##### DATA PROVIDED
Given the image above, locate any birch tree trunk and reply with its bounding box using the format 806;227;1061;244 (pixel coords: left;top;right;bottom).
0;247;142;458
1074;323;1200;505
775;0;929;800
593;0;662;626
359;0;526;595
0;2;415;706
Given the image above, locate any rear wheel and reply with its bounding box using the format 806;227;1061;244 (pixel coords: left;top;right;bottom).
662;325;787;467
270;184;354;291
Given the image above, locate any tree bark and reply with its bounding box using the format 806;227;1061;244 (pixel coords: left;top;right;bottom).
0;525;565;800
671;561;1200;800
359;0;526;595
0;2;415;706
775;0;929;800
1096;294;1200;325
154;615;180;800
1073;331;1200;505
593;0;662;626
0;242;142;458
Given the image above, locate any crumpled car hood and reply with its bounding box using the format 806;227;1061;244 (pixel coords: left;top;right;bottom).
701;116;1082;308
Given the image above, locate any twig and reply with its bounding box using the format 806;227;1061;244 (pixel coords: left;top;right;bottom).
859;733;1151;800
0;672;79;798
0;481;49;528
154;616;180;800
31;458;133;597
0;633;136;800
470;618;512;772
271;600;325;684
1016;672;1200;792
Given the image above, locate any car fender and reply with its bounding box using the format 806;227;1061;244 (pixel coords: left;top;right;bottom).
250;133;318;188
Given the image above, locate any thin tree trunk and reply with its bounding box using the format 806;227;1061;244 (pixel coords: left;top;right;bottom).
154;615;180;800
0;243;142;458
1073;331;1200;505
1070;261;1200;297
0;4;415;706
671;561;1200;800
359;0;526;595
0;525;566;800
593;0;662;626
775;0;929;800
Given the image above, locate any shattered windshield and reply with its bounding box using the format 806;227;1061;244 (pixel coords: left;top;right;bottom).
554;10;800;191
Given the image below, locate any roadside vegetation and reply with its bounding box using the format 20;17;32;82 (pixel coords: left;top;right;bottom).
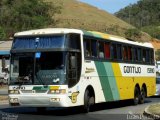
0;0;60;40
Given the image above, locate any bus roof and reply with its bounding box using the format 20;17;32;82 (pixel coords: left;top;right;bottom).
14;28;153;48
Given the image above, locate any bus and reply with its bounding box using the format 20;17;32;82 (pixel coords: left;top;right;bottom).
9;28;156;112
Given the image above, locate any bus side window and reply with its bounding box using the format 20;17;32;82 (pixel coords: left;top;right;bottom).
105;43;110;59
132;48;137;62
68;34;80;50
150;49;154;64
91;40;97;57
146;49;150;63
111;44;117;60
98;42;104;58
123;46;128;60
117;44;122;60
137;48;142;62
128;46;132;61
142;49;146;63
84;39;91;57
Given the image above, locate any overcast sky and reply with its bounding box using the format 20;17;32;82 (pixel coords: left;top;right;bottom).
80;0;139;14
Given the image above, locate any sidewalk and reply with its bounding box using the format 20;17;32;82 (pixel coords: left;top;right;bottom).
144;103;160;120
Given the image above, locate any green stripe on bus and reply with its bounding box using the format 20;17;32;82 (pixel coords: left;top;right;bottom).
95;62;113;101
104;62;120;100
83;30;94;36
83;30;102;38
33;86;49;90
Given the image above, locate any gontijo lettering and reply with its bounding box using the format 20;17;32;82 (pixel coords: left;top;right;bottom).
124;66;141;73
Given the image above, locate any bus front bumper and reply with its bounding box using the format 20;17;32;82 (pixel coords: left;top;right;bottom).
9;95;69;107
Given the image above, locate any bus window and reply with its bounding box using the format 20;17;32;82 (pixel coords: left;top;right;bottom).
150;50;154;64
98;42;104;58
132;48;137;62
117;44;122;60
142;49;146;63
68;34;80;50
137;48;142;62
123;46;128;60
111;44;117;59
84;39;91;57
105;43;110;59
128;46;132;61
91;40;97;57
146;49;150;63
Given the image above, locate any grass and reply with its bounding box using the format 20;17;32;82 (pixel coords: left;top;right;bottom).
45;0;134;36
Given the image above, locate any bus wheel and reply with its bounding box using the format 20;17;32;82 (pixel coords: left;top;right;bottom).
133;87;140;105
139;87;146;104
84;90;91;113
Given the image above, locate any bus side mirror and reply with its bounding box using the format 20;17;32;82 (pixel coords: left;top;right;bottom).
70;56;76;69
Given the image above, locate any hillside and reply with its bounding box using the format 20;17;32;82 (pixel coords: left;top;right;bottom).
45;0;134;36
115;0;160;39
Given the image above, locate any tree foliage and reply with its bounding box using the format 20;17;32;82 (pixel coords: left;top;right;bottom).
##########
▸ EXERCISE BRIEF
Please edit the lines above so that "locate" reads "find" throughout, leaving everything else as it is. Omit the pictures from your answer.

▸ RESULT BELOW
Given the image above, find any birch tree trunk and reply with its bounding box using the format 806;227;1061;244 (pixel coords: left;top;right;bottom).
0;247;142;458
1074;323;1200;505
775;0;929;800
593;0;662;626
359;0;526;595
0;2;415;706
Given the image above, find any rear wheel and reply with its bounding box using the format 806;227;1061;244 (pixel coords: left;top;right;bottom).
662;325;787;467
270;184;354;291
Given the image above, find any tree bark and reply with its bounding box using the format 806;227;1061;244 (pixel coords: left;top;right;bottom).
0;525;565;800
671;561;1200;800
359;0;526;595
0;2;415;706
775;0;929;800
1096;294;1200;325
154;615;180;800
1073;331;1200;505
593;0;662;626
0;242;142;458
Given the image above, find any crumpled car hood and reply with its bounding box using the format 806;227;1061;244 (pixel coords: left;top;right;bottom).
701;116;1082;308
Given the image above, find any twig and reply with its bounding box using the format 806;227;1061;244 (pixel coords: left;top;right;bottom).
859;733;1151;800
0;672;79;798
0;481;49;528
154;616;180;800
31;458;133;597
0;633;136;800
470;618;512;772
271;600;325;684
1016;672;1200;792
Given the image above, find any car fender and reply with its bounding box using the format 806;227;1061;244 (pixel coords: left;top;right;bottom).
250;133;318;188
Given the image above, find any thin tree trunk and reply with its bounding box using the format 806;227;1061;244 (pixel coords: left;top;right;bottom).
154;615;180;800
0;243;142;458
1073;331;1200;505
1070;261;1200;297
0;4;415;706
671;561;1200;800
359;0;526;595
0;525;566;800
593;0;662;626
775;0;929;800
Given the image above, find any shattered windshield and reply with its bounding box using the format 806;227;1061;244 (pixel coords: left;top;right;bottom).
554;10;800;191
Given the image below, find any roadside vegetation and reply with its bounding box using the format 20;17;32;82 (pixel coords: left;top;right;bottom).
0;0;60;40
Given the image above, find any bus roof and reply with its bounding box using the format 20;17;32;82 (pixel coords: left;top;right;bottom).
14;28;153;48
Given the image above, find any bus and reply with its bounding box using the format 20;17;32;82 (pixel coords: left;top;right;bottom).
9;28;156;112
Given the image above, find any bus side window and reply with its bounding box using the format 20;17;32;82 (pixel coords: left;top;right;bottom).
105;43;110;59
132;48;137;62
68;34;80;50
150;49;154;64
91;40;97;57
146;49;150;63
111;44;117;60
98;42;104;58
123;46;128;60
117;44;122;60
137;48;142;62
128;46;132;61
142;49;146;63
84;39;91;57
Given the image above, find any overcast sky and reply with its bounding box using the format 20;17;32;82 (pixel coords: left;top;right;bottom).
80;0;139;14
Given the image above, find any sidewalk and reply with its bounding box using the format 20;17;32;82 (pixel coords: left;top;right;bottom).
144;103;160;120
Given the image above, find any green stripe on bus and reply with its bounding box using the format 20;17;32;82 (pixel coords: left;top;right;bottom).
95;62;113;101
104;62;120;100
83;30;94;36
83;30;102;38
33;86;49;90
Given the image above, find any gontijo lettering and reply with its bounding box using the format 20;17;32;82 (pixel coords: left;top;right;bottom).
124;66;141;73
Given the image above, find any bus front bumper and reply with its bounding box using the format 20;17;32;82 (pixel coords: left;top;right;bottom).
9;95;69;107
Given the image above, find any bus window and reply with its bounding box using the format 20;17;32;82 (pixel coords: left;top;right;bottom).
150;50;154;64
98;42;104;58
132;48;137;62
117;44;122;60
142;49;146;63
68;34;80;50
137;48;142;62
123;46;128;60
111;44;117;59
84;39;91;57
105;43;110;59
128;46;132;61
91;40;97;57
146;49;150;63
Given the image above, find any grass and reply with its bounding box using the format 20;17;32;82 (pixel coords: left;top;right;bottom).
45;0;134;36
Given the image above, find any bus wheel and reply with its bounding box using the format 20;17;32;82 (pixel coords: left;top;right;bottom).
133;87;140;105
139;87;146;104
84;90;91;113
Given the image above, find any bus side mirror and reply with its bounding box using the format 20;17;32;82 (pixel coords: left;top;right;bottom).
70;56;76;69
Given the image above, find any hillside and reply with its bounding box using the format 20;17;32;82 (pixel coords: left;top;right;bottom).
45;0;134;36
115;0;160;39
Given the image above, find any tree foliage and reply with its bounding box using the format 20;17;32;82 (pixel coords: left;top;right;bottom).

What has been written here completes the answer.